PROBLEM DETAILS: Reproduce each line of the listing below without any changes.

(Rows from a pointing dataset)

— start —

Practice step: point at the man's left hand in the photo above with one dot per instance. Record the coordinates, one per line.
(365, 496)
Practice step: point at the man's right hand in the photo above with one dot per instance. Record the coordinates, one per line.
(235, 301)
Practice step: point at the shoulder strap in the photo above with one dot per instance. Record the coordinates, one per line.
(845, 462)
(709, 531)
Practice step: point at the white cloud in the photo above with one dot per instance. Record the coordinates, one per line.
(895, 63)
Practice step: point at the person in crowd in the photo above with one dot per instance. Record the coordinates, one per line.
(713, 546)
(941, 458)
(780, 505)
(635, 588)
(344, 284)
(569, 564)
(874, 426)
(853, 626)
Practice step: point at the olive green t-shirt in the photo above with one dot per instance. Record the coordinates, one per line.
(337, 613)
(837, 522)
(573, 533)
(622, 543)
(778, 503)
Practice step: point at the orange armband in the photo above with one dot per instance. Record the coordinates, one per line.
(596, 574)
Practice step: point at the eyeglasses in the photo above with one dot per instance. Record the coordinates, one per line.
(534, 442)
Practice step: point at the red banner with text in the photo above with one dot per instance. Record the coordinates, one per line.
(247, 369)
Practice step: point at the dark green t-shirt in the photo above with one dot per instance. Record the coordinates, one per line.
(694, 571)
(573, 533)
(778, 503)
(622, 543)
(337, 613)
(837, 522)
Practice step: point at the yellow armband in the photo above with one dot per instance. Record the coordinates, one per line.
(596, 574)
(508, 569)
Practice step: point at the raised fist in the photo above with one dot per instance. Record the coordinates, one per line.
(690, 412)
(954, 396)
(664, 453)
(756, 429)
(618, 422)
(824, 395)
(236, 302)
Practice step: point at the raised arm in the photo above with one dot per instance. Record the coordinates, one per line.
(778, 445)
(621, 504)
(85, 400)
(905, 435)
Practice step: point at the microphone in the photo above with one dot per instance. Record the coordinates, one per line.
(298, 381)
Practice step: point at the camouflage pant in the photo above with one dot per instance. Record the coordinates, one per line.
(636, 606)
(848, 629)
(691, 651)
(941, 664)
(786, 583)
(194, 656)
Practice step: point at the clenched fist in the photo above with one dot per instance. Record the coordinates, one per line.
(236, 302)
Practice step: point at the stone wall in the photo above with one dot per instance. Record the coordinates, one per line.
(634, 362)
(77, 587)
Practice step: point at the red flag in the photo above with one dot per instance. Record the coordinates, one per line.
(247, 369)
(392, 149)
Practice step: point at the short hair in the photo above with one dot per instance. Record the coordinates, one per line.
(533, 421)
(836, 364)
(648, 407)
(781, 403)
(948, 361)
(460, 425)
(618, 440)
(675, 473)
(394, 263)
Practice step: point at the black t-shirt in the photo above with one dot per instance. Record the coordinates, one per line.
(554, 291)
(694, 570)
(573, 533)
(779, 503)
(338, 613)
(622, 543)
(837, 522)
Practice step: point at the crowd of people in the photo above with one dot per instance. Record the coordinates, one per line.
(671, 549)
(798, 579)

— end —

FULL ANSWER:
Practice step: point at the man's left hand in the photo above with one dot per instance. Record the coordinates, one per line.
(365, 496)
Practice step: point at the man's right hand in the photo above with one dot per instance. Record the coordinates, one per line.
(235, 301)
Practice step: point at the shoulder strap in the photo above with one dot per instance. Record the coordinates, one per line.
(845, 462)
(709, 531)
Practice step: point at the white cloud in the photo above with one dot per instance. Record the coordinates, one per line.
(895, 63)
Practice step: point at the person in crowd in the photo above with one dot per instance. Record the coordinates, one per line.
(713, 546)
(941, 458)
(780, 505)
(635, 588)
(344, 284)
(569, 564)
(874, 426)
(853, 626)
Practice step: point at the olive green t-shirt in the photo above with one dot per instance. Record the coordinates, one per line.
(337, 613)
(837, 522)
(573, 533)
(622, 543)
(778, 503)
Practice step: point at the orange armband in the photo above with one dot per instance. Record the coordinates, one per line.
(596, 574)
Practice step: point at the eyeglasses in the photo above with one dot per instance. Record the coordinates, one per line.
(534, 442)
Practice step: point at the red banner with text in the photo above with one dot per instance. Record the coordinates, one per line.
(247, 369)
Practice step: point at the dark green t-shirt in the photo above with one dot per instance. Record the coordinates, one per line.
(694, 571)
(573, 533)
(778, 503)
(622, 543)
(337, 613)
(837, 522)
Practice step: point at the yellow armband in the photo above with one dot per instance. Record the coordinates, one per line.
(596, 574)
(508, 569)
Practice step: point at the raised fist in the photo above with one dot per instance. Record the coordinates, one per line.
(690, 412)
(954, 396)
(664, 453)
(756, 429)
(618, 422)
(824, 395)
(236, 302)
Practice step: point at the raised arm in the photo above with one dot per instance. Record the coordinates, one per line.
(778, 445)
(621, 504)
(85, 400)
(905, 435)
Practice step: point at the microphone in the photo above with one dot per instance. Record the coordinates, one per line.
(298, 381)
Practice step: point at the camouflage pant in the photo above with one dot per instance. Record the coordinates, one per line.
(636, 606)
(848, 629)
(691, 651)
(941, 664)
(786, 583)
(194, 656)
Practice step: point at the clenched fist in the photo above with one dot per instance. Record the coordinates, one per line.
(236, 302)
Practice step: point at the stone wall in the photo above with one dot per instance. Record the coordinates, one per line.
(634, 362)
(77, 587)
Practice step: point at the red flag in the photo above with one dot per instance. Record the coordinates, one per line.
(247, 369)
(392, 149)
Practice step: point at the short hair in the photo above with one dot per instance. Record the coordinates, one per line.
(533, 421)
(836, 364)
(648, 407)
(781, 403)
(948, 361)
(460, 425)
(618, 440)
(675, 473)
(394, 263)
Practice step: point at the black t-shirt in the photo above with one dot per instance. Record the coordinates, one per line.
(554, 291)
(694, 570)
(573, 533)
(779, 503)
(338, 613)
(622, 543)
(837, 522)
Practice step: point at the crowd of people in the photo above with one dot per instance. Record the coordinates, one per line.
(671, 549)
(798, 579)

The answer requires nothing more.